Can you write out every line from the start of the records through the line containing "136 265 164 276", both ends included, shifting each bounding-box coordinate in the answers up by 100 and leaving all other numbers and text unchanged?

- RECORD EXCERPTS:
──────
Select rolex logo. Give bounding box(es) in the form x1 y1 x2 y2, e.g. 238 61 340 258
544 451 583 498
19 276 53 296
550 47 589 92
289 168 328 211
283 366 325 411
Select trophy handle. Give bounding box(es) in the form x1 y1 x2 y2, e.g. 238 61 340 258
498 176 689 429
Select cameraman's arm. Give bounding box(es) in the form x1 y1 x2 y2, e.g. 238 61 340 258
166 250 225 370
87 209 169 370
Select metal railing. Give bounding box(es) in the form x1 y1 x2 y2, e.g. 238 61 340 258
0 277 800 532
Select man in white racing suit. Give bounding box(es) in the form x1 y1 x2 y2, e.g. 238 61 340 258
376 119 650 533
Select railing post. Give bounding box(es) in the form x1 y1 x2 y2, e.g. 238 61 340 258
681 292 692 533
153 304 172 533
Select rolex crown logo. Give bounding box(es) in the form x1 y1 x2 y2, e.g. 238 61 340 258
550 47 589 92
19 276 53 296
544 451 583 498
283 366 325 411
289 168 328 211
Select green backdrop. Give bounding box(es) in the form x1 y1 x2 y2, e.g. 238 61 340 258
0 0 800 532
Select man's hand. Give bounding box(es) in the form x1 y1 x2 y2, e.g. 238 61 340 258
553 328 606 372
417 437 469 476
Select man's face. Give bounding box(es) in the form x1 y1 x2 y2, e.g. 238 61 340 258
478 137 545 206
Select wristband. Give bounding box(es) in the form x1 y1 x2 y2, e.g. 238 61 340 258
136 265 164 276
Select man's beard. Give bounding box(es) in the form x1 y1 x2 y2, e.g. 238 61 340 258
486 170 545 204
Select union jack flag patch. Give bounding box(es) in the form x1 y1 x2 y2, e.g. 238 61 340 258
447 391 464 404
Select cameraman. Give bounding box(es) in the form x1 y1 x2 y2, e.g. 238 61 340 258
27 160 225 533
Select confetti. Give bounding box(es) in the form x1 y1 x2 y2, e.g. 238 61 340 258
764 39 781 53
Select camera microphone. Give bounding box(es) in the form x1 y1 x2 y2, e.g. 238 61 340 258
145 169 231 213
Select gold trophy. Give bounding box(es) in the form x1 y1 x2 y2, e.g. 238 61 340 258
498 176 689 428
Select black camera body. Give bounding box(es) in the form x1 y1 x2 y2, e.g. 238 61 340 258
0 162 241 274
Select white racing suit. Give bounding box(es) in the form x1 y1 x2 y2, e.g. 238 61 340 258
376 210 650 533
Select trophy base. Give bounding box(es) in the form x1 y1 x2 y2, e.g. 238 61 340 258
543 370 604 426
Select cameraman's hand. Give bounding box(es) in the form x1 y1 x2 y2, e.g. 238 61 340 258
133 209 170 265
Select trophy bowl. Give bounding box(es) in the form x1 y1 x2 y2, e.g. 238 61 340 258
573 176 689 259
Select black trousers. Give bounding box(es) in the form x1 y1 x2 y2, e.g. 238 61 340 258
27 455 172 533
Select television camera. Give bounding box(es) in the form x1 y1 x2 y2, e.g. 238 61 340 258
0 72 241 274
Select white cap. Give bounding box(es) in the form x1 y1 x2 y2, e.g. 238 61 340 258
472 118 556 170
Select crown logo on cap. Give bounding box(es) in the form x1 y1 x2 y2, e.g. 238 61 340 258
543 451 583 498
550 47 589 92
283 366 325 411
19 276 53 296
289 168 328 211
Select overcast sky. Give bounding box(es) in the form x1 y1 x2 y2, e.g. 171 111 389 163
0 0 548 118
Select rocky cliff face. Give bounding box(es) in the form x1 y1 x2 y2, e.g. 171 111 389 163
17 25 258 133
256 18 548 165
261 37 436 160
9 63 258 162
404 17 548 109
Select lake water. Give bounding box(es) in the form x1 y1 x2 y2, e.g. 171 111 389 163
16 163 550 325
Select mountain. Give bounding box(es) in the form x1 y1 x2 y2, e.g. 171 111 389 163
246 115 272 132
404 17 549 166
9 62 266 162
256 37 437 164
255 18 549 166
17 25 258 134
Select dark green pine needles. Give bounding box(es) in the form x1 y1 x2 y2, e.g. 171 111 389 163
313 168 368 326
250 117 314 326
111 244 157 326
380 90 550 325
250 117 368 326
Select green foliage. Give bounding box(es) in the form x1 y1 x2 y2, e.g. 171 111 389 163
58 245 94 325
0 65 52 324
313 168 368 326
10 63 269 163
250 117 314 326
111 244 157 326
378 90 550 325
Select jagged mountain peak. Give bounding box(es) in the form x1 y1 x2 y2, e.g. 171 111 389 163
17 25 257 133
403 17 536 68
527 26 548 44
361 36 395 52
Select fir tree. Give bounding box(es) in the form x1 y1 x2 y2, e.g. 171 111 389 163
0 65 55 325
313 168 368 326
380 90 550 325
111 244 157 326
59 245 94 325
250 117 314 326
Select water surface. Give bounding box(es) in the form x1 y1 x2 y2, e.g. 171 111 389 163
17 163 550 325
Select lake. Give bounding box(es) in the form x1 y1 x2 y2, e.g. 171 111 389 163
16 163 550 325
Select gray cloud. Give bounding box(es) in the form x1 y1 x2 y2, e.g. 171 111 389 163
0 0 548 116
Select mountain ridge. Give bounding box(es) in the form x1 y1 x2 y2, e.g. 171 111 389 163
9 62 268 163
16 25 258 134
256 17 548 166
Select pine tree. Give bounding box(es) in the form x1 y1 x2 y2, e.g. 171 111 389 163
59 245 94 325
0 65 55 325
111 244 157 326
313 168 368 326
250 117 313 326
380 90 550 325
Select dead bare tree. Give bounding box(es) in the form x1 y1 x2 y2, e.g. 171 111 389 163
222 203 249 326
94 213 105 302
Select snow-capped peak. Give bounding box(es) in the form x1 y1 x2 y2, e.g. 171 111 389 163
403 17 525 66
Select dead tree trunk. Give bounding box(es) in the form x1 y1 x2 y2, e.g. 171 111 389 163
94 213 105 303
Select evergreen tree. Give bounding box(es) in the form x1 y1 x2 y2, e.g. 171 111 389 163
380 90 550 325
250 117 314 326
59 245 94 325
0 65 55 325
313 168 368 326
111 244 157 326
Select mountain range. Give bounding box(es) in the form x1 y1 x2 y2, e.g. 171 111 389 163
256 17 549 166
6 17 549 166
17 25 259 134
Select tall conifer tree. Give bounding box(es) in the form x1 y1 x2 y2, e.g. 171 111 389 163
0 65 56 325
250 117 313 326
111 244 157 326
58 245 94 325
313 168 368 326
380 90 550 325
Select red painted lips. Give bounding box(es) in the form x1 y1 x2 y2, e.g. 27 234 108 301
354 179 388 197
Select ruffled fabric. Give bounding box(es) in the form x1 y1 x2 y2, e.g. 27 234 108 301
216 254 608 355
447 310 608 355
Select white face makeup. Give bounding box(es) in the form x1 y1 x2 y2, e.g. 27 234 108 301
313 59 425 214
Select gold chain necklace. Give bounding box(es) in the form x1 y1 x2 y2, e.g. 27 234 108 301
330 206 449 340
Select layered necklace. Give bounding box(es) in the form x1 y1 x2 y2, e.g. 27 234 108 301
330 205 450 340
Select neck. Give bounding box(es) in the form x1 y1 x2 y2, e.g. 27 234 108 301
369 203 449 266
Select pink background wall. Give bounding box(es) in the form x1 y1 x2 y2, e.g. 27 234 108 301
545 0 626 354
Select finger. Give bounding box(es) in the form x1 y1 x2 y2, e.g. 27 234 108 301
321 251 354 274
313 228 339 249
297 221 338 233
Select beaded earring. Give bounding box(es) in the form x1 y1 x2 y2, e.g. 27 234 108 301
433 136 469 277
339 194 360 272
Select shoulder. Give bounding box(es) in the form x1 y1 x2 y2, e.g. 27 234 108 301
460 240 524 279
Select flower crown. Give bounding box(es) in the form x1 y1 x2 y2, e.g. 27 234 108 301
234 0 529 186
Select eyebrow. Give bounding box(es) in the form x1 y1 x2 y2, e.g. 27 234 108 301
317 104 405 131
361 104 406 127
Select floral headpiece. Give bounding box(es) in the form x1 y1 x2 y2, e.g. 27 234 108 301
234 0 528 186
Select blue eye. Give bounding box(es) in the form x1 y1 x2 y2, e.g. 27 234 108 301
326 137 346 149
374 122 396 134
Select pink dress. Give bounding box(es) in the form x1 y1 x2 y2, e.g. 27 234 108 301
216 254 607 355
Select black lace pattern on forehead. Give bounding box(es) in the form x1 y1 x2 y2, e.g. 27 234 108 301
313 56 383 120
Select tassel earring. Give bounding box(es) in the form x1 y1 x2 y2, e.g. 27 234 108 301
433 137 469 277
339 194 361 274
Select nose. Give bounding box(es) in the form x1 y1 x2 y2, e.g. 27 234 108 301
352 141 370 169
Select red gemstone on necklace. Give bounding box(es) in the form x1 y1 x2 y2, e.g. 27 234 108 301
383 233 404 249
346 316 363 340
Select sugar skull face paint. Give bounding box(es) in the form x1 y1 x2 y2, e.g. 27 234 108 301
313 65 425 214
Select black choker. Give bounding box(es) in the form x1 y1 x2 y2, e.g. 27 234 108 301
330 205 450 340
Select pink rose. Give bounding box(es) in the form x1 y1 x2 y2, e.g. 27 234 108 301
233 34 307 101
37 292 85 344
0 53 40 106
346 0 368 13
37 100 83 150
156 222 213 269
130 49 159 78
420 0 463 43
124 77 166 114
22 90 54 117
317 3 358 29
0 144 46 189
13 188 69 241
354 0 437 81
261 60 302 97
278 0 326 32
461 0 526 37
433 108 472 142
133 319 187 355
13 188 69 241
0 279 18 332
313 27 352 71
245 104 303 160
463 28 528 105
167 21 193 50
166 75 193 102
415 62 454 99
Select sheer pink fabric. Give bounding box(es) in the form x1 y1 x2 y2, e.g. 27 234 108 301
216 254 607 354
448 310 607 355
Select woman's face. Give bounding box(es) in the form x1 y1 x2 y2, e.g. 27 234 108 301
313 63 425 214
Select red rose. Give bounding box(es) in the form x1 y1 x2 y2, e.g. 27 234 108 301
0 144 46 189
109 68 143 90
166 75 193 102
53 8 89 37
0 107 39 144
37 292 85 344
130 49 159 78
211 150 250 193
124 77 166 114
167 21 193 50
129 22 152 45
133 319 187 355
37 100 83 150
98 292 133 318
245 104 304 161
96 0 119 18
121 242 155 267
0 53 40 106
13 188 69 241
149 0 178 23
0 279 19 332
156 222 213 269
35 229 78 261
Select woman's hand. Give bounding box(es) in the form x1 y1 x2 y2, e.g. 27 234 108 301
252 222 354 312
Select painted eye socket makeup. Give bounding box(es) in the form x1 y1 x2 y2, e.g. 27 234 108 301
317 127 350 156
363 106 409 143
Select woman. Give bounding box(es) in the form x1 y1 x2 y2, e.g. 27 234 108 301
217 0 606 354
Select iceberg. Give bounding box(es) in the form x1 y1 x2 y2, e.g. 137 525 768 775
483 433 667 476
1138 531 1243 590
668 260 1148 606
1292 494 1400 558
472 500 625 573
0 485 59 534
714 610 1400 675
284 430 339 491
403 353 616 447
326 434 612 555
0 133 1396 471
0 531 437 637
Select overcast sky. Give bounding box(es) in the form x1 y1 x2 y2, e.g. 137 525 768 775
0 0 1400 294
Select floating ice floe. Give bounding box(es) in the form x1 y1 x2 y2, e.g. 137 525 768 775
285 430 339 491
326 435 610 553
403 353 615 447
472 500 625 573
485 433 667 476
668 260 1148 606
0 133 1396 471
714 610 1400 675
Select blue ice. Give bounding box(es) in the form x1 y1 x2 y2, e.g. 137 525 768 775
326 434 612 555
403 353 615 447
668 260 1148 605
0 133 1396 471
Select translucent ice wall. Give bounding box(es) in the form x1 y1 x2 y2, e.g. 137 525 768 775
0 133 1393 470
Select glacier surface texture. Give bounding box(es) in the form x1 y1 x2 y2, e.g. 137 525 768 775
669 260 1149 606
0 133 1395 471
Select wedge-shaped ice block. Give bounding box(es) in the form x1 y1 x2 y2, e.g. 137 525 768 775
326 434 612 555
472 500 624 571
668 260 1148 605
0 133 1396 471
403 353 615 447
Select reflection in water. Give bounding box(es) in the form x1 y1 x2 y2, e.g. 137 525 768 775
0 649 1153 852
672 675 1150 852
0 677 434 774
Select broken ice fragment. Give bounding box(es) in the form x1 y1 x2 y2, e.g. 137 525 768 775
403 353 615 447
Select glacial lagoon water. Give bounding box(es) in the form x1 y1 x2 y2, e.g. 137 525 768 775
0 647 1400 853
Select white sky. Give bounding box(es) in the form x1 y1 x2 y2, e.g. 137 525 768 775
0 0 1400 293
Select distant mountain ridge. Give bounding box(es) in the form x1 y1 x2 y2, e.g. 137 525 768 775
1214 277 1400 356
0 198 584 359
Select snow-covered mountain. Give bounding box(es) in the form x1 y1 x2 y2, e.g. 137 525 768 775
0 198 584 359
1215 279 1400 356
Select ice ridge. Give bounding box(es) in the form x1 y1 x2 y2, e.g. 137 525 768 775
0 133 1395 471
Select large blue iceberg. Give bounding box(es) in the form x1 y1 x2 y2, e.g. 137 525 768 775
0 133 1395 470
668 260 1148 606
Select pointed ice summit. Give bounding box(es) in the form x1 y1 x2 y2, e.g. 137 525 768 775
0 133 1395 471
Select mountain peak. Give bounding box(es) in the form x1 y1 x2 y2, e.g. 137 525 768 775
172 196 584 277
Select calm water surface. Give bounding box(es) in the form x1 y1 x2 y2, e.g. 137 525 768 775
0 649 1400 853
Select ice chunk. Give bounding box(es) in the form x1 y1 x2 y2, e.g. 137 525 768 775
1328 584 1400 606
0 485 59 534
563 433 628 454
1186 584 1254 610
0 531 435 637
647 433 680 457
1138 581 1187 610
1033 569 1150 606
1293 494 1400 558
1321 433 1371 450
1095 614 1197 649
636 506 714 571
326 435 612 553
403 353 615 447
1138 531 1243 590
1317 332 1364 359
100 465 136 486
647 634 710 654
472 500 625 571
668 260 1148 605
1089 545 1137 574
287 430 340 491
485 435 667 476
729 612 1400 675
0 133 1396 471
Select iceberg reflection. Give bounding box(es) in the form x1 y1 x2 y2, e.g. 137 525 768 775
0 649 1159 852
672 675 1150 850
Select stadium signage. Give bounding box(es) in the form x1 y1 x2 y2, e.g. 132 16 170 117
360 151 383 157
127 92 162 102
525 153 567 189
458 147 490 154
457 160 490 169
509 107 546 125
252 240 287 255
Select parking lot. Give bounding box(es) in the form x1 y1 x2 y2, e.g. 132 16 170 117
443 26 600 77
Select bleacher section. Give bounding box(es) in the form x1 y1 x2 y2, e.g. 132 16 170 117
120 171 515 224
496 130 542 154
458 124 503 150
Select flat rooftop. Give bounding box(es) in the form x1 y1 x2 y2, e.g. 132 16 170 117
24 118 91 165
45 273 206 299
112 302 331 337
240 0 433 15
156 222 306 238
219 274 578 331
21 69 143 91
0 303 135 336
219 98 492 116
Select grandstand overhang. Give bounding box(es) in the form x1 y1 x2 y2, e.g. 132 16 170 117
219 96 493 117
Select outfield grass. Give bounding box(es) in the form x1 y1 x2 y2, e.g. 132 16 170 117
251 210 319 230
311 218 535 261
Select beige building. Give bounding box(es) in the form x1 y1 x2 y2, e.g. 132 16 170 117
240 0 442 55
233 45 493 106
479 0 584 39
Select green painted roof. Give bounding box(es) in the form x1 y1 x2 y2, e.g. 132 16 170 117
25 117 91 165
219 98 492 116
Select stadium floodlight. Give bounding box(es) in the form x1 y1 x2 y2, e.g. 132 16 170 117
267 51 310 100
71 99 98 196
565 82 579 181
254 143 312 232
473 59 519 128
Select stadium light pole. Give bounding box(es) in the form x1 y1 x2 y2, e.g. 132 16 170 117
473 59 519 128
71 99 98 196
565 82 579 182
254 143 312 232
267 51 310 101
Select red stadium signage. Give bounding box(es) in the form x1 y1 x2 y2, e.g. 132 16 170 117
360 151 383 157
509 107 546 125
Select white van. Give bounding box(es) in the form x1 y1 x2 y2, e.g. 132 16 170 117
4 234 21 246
──────
- SOLUTION FOR THIS TASK:
Select rolex logo. Give bounding box(es) in the form x1 y1 x2 y2, e.g. 238 61 340 258
644 551 683 598
119 376 153 396
650 147 689 192
389 268 428 311
383 466 425 511
Select trophy handle. Give bounding box(es) in the form x1 y1 x2 y2, e.g. 238 61 340 258
598 276 789 529
Select cameraman's arm. Give bounding box(es) in the form x1 y1 x2 y2, e.g. 238 61 340 258
266 350 325 470
187 309 269 470
Select metal railing. Give bounding box(es) in the form x1 y1 x2 y2, e.g. 238 61 340 258
100 377 900 632
Select man in white racing suit. Give bounding box(es) in the form x1 y1 x2 y2, e.g. 238 61 340 258
476 219 750 633
Select railing post. Give bounding box(es) in the form x1 y1 x2 y2, e.g. 238 61 340 258
781 392 792 633
253 404 272 633
Select rolex crown logo. Give bounding box(es) in the form x1 y1 x2 y2, e.g. 238 61 340 258
650 147 689 192
119 376 153 396
644 551 683 598
383 466 425 511
389 268 428 311
Select green backdrop. Give bounding box(es) in the form x1 y1 x2 y2, e.g. 238 61 340 258
100 100 900 632
Select man's hand. Give bounding box(es) in the form x1 y1 x2 y2, e.g. 238 61 340 258
653 428 706 472
517 537 569 576
Select man's face. Give bounding box(es) in the form x1 y1 x2 y2, e.g. 238 61 340 258
578 237 645 306
Select wristband. Give bounding box(es) in the form x1 y1 x2 y2, e.g. 238 61 340 258
236 365 264 376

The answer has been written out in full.